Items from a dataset
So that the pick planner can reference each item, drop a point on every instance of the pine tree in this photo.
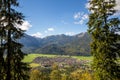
(105, 47)
(14, 68)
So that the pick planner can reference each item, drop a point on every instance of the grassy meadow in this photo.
(30, 57)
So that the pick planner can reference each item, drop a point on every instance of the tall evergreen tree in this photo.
(14, 69)
(105, 47)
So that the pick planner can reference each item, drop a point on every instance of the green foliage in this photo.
(10, 49)
(103, 27)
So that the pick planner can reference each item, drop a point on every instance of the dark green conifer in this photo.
(105, 47)
(13, 68)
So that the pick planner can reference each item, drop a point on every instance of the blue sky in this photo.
(53, 17)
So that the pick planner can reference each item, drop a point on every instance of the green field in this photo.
(31, 57)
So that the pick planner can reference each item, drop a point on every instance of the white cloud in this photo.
(77, 15)
(46, 31)
(70, 33)
(64, 22)
(38, 34)
(80, 17)
(50, 29)
(117, 7)
(25, 26)
(79, 22)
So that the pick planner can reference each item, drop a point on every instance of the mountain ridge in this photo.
(58, 44)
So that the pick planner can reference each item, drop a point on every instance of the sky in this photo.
(52, 17)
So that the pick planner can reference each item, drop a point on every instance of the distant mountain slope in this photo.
(58, 44)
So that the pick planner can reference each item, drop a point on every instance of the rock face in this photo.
(58, 44)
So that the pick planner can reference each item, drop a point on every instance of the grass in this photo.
(83, 57)
(29, 58)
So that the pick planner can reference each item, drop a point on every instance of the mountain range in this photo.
(58, 44)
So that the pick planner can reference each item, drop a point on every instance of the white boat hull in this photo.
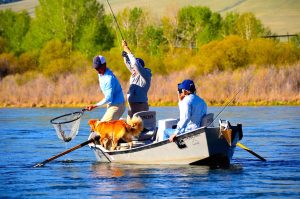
(202, 146)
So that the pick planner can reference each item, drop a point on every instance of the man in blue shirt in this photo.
(140, 81)
(111, 89)
(192, 109)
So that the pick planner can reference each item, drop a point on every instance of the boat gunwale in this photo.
(153, 144)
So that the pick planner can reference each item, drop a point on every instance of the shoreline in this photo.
(157, 104)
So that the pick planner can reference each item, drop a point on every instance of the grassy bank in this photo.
(269, 86)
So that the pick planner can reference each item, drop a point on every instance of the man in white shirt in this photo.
(192, 109)
(111, 89)
(140, 81)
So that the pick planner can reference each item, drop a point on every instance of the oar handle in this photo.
(67, 151)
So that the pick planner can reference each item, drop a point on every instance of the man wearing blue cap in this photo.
(140, 81)
(192, 109)
(111, 89)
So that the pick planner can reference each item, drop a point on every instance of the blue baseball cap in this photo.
(140, 61)
(188, 85)
(98, 61)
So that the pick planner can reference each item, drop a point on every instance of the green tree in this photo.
(191, 22)
(13, 27)
(229, 24)
(133, 22)
(249, 27)
(152, 39)
(169, 28)
(80, 23)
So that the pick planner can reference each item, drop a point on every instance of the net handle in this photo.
(80, 115)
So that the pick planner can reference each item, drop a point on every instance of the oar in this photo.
(67, 151)
(250, 151)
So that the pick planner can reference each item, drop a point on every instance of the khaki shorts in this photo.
(137, 107)
(113, 112)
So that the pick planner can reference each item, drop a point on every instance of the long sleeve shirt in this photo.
(191, 109)
(111, 89)
(139, 81)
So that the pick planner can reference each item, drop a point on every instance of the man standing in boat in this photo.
(112, 90)
(140, 81)
(192, 109)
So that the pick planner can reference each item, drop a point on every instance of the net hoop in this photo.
(67, 126)
(80, 113)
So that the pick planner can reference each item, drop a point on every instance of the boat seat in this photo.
(149, 122)
(208, 120)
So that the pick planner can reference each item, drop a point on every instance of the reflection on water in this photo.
(27, 137)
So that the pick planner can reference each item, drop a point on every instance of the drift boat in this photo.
(208, 145)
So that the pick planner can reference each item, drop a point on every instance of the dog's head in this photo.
(93, 123)
(136, 124)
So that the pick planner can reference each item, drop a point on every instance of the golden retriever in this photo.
(111, 132)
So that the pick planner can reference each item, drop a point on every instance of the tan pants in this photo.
(137, 107)
(113, 112)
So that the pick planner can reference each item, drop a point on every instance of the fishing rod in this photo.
(115, 19)
(230, 101)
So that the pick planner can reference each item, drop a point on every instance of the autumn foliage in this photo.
(46, 60)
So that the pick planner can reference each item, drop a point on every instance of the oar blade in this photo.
(67, 151)
(250, 151)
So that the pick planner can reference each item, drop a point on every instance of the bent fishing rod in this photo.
(115, 19)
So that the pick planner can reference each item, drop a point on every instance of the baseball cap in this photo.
(188, 85)
(140, 61)
(98, 61)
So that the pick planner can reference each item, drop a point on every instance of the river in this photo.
(27, 138)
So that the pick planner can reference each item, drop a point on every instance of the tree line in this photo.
(63, 37)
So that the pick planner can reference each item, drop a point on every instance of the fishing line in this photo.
(115, 19)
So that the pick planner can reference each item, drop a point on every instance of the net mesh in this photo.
(67, 126)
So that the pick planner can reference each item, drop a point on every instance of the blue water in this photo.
(27, 138)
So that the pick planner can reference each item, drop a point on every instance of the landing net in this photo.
(67, 126)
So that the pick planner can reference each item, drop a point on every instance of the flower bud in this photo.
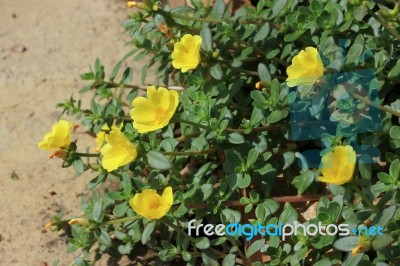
(60, 154)
(80, 221)
(215, 54)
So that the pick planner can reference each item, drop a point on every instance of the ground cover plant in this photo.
(254, 116)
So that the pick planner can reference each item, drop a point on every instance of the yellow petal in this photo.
(167, 197)
(118, 151)
(186, 54)
(306, 68)
(337, 166)
(58, 138)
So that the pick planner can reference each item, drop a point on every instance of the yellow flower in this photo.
(58, 138)
(118, 150)
(306, 68)
(338, 165)
(154, 112)
(186, 54)
(151, 205)
(100, 136)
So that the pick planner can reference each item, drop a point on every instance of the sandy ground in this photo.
(61, 39)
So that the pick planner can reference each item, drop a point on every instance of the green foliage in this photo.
(228, 152)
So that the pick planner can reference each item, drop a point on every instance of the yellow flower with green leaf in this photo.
(151, 205)
(118, 150)
(337, 166)
(186, 54)
(306, 68)
(59, 138)
(155, 111)
(100, 136)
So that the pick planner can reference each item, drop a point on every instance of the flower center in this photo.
(160, 115)
(154, 205)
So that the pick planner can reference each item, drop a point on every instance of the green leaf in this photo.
(95, 181)
(323, 262)
(380, 242)
(262, 33)
(275, 116)
(395, 71)
(353, 260)
(385, 178)
(206, 37)
(360, 13)
(288, 158)
(115, 70)
(218, 9)
(78, 166)
(288, 215)
(383, 216)
(395, 169)
(103, 237)
(303, 181)
(120, 209)
(395, 132)
(202, 243)
(229, 260)
(254, 247)
(263, 72)
(365, 166)
(97, 210)
(158, 161)
(168, 254)
(209, 258)
(277, 7)
(216, 71)
(236, 138)
(148, 230)
(356, 50)
(252, 157)
(291, 37)
(346, 244)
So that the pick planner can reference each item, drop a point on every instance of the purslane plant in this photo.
(254, 115)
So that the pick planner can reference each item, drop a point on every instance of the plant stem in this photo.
(392, 31)
(186, 137)
(193, 240)
(180, 120)
(211, 20)
(233, 242)
(123, 220)
(257, 129)
(365, 198)
(380, 107)
(283, 199)
(185, 153)
(87, 154)
(116, 85)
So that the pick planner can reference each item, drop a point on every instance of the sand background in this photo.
(44, 46)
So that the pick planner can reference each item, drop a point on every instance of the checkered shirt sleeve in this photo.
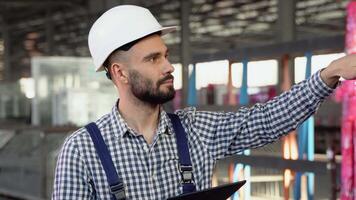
(150, 172)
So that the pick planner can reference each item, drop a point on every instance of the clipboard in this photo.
(221, 192)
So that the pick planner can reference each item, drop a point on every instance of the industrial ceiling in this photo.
(60, 28)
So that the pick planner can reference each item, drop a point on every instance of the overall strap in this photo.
(116, 185)
(185, 163)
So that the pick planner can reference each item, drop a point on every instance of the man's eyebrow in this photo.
(153, 54)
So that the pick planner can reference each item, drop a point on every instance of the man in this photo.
(126, 42)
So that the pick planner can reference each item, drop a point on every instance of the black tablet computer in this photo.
(221, 192)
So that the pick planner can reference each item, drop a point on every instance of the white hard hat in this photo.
(119, 26)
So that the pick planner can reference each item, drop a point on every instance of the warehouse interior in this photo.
(227, 54)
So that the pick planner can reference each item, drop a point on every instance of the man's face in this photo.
(150, 77)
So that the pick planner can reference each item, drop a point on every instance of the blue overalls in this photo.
(116, 184)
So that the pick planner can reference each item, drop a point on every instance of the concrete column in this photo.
(286, 21)
(185, 54)
(49, 32)
(7, 48)
(286, 33)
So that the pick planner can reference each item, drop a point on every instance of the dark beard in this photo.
(145, 90)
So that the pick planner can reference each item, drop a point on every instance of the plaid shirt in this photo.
(151, 171)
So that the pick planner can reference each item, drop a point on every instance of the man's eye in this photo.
(154, 59)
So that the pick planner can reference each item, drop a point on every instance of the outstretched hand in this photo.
(344, 67)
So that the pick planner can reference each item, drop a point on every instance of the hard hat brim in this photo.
(163, 30)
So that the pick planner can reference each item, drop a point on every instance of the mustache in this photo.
(168, 77)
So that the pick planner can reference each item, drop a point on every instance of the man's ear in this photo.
(118, 73)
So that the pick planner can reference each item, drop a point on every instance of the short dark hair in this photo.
(125, 47)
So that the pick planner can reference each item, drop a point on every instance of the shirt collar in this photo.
(123, 129)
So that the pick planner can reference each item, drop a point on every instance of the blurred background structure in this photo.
(227, 54)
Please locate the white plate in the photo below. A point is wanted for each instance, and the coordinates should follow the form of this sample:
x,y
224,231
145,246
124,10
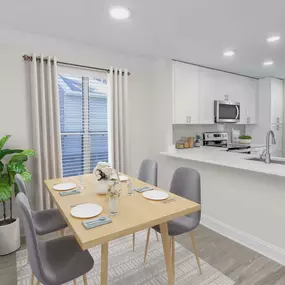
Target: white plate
x,y
122,177
86,210
155,195
64,186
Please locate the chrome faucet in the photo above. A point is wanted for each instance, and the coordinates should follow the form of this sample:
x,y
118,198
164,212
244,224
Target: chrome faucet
x,y
266,153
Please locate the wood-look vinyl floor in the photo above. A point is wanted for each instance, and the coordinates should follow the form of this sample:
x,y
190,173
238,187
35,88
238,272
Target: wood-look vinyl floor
x,y
239,263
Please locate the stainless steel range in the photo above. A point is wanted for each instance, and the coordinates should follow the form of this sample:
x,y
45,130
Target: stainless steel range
x,y
221,140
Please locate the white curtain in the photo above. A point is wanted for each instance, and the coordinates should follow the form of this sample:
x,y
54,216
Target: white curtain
x,y
45,126
118,111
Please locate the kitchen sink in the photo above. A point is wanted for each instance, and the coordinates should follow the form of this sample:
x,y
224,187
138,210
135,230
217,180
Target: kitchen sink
x,y
274,161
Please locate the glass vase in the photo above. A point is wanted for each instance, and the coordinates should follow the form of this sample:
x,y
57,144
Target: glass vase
x,y
113,205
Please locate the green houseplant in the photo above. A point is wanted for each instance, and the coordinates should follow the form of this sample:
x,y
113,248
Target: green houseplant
x,y
12,162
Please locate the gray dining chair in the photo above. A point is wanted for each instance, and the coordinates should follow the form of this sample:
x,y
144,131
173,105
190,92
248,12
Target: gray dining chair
x,y
148,174
46,221
185,183
55,261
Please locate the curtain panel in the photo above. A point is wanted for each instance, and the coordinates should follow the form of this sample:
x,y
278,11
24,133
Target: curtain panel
x,y
118,112
45,125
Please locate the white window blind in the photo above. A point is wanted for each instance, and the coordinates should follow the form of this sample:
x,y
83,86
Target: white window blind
x,y
83,120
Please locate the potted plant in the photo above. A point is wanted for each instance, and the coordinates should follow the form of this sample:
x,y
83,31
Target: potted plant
x,y
245,139
197,142
9,167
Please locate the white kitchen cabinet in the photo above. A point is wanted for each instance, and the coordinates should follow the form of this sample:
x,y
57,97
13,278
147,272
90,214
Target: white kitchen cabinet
x,y
276,101
276,150
270,112
211,86
186,93
250,90
196,89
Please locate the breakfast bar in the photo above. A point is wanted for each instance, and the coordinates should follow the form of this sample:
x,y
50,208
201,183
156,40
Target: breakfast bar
x,y
242,199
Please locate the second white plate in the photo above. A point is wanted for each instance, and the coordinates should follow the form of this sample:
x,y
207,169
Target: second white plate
x,y
155,195
122,177
64,186
87,210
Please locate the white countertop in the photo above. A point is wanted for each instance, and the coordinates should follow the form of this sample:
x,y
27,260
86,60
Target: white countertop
x,y
217,156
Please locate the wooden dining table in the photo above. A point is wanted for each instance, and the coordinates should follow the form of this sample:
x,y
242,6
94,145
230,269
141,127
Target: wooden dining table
x,y
135,213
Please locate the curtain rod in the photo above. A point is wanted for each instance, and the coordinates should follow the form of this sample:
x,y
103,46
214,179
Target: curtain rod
x,y
30,58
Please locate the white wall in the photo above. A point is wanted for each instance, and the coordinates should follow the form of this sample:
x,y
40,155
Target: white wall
x,y
150,85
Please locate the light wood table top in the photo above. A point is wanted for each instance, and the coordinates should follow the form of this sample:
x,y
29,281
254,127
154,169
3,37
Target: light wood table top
x,y
135,213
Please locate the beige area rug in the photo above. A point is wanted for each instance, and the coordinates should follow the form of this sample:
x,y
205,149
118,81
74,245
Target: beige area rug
x,y
127,267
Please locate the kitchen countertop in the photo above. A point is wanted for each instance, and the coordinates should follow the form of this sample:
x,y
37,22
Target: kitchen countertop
x,y
220,157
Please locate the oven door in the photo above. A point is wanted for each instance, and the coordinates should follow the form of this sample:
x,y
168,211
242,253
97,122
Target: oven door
x,y
227,112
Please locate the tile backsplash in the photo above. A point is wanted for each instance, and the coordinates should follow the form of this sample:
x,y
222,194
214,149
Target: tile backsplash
x,y
193,130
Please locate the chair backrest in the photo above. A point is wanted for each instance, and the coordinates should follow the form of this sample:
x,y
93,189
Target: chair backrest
x,y
33,246
186,183
21,184
148,172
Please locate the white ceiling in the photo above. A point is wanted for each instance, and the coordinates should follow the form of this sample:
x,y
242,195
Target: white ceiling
x,y
196,31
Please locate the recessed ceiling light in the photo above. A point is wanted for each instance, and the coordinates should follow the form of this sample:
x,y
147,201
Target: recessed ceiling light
x,y
120,12
230,52
268,62
273,39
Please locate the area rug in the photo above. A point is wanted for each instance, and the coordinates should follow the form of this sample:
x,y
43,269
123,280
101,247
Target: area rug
x,y
126,267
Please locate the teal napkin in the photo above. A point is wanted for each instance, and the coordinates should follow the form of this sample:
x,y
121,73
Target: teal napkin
x,y
144,189
69,192
90,224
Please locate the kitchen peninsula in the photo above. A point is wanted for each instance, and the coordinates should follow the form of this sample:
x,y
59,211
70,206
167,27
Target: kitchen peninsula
x,y
241,199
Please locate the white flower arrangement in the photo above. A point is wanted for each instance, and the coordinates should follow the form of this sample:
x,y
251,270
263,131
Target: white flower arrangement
x,y
103,171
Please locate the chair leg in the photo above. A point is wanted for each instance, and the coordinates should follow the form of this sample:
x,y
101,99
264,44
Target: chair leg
x,y
195,251
173,253
146,245
156,235
32,280
85,280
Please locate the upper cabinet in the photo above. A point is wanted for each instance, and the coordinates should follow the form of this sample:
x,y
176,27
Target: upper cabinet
x,y
186,94
276,101
196,89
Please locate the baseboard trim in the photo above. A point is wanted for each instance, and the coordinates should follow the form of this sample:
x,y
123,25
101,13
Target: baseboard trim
x,y
271,251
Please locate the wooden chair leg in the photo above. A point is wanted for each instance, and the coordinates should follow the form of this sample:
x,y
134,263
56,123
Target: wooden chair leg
x,y
156,235
195,251
173,253
32,280
134,241
146,245
85,280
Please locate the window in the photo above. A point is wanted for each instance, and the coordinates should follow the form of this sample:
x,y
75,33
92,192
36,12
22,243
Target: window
x,y
83,122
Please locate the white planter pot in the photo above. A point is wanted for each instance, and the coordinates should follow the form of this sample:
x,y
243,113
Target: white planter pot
x,y
245,141
102,187
10,237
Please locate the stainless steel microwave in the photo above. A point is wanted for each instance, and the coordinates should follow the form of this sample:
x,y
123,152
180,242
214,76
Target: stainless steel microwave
x,y
226,112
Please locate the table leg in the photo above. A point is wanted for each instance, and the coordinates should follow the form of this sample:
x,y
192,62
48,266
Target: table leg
x,y
104,264
166,248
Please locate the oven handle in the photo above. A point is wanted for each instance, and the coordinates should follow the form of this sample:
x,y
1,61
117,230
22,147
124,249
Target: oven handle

_The problem:_
Set out exactly the run of lines that begins at the line holding "Please locate the white flower" and ends at the last line of the data.

_Reply to the exercise:_
Please locate the white flower arrangement in the photo above. A point is wanted for each instance, and the coordinates should follow the form of this sample:
x,y
251,270
263,131
Target: white flower arrangement
x,y
103,171
Please locate the chair leg in the photo above. A point is wanted for each instance, and the coordinates should follow the form of this sample:
x,y
101,99
264,44
Target: chair leg
x,y
195,251
173,253
146,245
156,235
32,280
85,280
Please locate the upper cabinet in the photo above. A point is wanted for each instance, and the coordinates should follow the form of this sample:
x,y
176,27
Target: upper cabinet
x,y
186,94
276,101
196,89
Please locate the baseboard trim in the photo above. A point is wanted for each instance, and the coordinates should follow the form of this sample:
x,y
123,25
101,13
Target: baseboard trim
x,y
271,251
Please locate the wooden chair leg in the photo above. A point is wanted for each instance, and the coordinates should follow the form of this sample:
x,y
134,263
56,123
Target: wooden chair leg
x,y
156,235
195,251
173,253
32,280
134,241
146,245
85,280
Please locate the window in the photo above. A point is wanted for each instance, and the coordinates should follow the form of this sample:
x,y
75,33
92,192
36,12
22,243
Target: window
x,y
83,122
Please locate the white planter pot in the photo above. A point is wanted for each instance, and the coordinates should follow the form of this sample:
x,y
243,113
Target: white planter pot
x,y
245,141
102,187
10,237
Please locate the stainless steel microwave in the photo above. A point is wanted for each instance, and the coordinates should follow the form of this sample:
x,y
123,152
180,242
214,76
Target: stainless steel microwave
x,y
226,112
Please locate the table leg in the photo above. A point is wanted for each instance, and the coordinates should follow the form of this sample:
x,y
192,62
48,266
Target: table leg
x,y
104,264
166,248
Please locate the oven handle in the photo above. A point is wanted for each instance, and the coordinates should follow the form of this sample:
x,y
1,61
117,230
22,147
124,249
Target: oven handle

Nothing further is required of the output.